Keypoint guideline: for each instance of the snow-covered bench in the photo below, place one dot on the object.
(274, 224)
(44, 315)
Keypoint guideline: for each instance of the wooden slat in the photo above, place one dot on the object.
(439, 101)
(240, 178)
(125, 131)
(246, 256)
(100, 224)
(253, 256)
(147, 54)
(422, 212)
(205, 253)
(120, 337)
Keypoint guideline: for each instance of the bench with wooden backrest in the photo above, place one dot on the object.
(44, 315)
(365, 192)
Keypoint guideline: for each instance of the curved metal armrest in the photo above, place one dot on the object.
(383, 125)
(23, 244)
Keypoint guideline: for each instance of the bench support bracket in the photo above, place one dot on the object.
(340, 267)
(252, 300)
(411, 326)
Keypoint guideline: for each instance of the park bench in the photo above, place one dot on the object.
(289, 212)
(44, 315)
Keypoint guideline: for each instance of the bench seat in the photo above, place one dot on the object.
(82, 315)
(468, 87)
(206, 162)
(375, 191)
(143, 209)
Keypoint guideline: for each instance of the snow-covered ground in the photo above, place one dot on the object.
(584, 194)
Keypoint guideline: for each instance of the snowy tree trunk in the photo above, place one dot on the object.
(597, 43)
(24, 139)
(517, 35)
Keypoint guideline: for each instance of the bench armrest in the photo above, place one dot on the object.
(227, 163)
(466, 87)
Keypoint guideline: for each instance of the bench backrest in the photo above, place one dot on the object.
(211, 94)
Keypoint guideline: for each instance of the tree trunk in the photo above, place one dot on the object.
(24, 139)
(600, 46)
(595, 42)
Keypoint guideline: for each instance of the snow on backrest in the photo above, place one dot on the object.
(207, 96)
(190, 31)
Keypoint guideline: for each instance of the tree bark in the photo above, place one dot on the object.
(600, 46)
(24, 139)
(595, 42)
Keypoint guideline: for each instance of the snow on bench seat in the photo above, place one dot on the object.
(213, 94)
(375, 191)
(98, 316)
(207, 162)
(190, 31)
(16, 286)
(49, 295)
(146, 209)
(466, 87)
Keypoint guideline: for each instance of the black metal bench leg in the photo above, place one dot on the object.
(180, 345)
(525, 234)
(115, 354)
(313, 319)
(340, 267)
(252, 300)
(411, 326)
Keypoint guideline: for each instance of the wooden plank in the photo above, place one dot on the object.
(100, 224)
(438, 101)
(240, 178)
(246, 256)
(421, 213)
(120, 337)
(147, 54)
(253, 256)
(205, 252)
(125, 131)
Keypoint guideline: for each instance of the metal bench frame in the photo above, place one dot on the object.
====================
◆ **Task directions**: Reproduce only the lines running from the one that contains "Keypoint guideline: for each instance of the snow-covered ground" to the last line of the records.

◆ **Written answer**:
Keypoint guideline: for each instance of the snow-covered ground in the photo above, place one dot on the object.
(584, 194)
Keypoint guideline: for each instance of the snowy tree trunk in the photo above, place one dot on the object.
(597, 43)
(24, 139)
(517, 35)
Keypoint guideline: for each instance of the bench armrest in the photo above, place one dot on the object.
(227, 163)
(466, 87)
Keypoint guideline: for each instance of the bench backrest in the photo above, place one dot on the object.
(211, 94)
Keypoint guideline: for each instance of the tree trunk in the photo above, place one dot on the object.
(24, 139)
(600, 46)
(595, 42)
Keypoint guideline: for each instance of the snow on backrest in the photo above, place one dot on the object.
(207, 96)
(190, 31)
Keypoint guideline: for each instance of the tree bark in the photo above, place one dot on the object.
(600, 46)
(24, 139)
(595, 42)
Keypoint guideline: for each instance of the snow on bench seat in the photo above, place one dot on the object.
(213, 94)
(375, 191)
(98, 316)
(207, 162)
(190, 31)
(16, 286)
(49, 295)
(146, 209)
(466, 87)
Keypoint guideline: for each instance of the black metal bench leg in the photo above, place one dot on the object.
(180, 345)
(525, 234)
(115, 354)
(313, 319)
(340, 267)
(252, 300)
(411, 326)
Keypoint guideline: for each instance of the wooden plank in the photo above, place one dot on the object.
(100, 224)
(438, 101)
(240, 178)
(246, 256)
(421, 213)
(120, 337)
(147, 54)
(253, 256)
(205, 252)
(125, 131)
Keypoint guideline: for each instance of the metal bench frame in the photo above, place one dot on the object.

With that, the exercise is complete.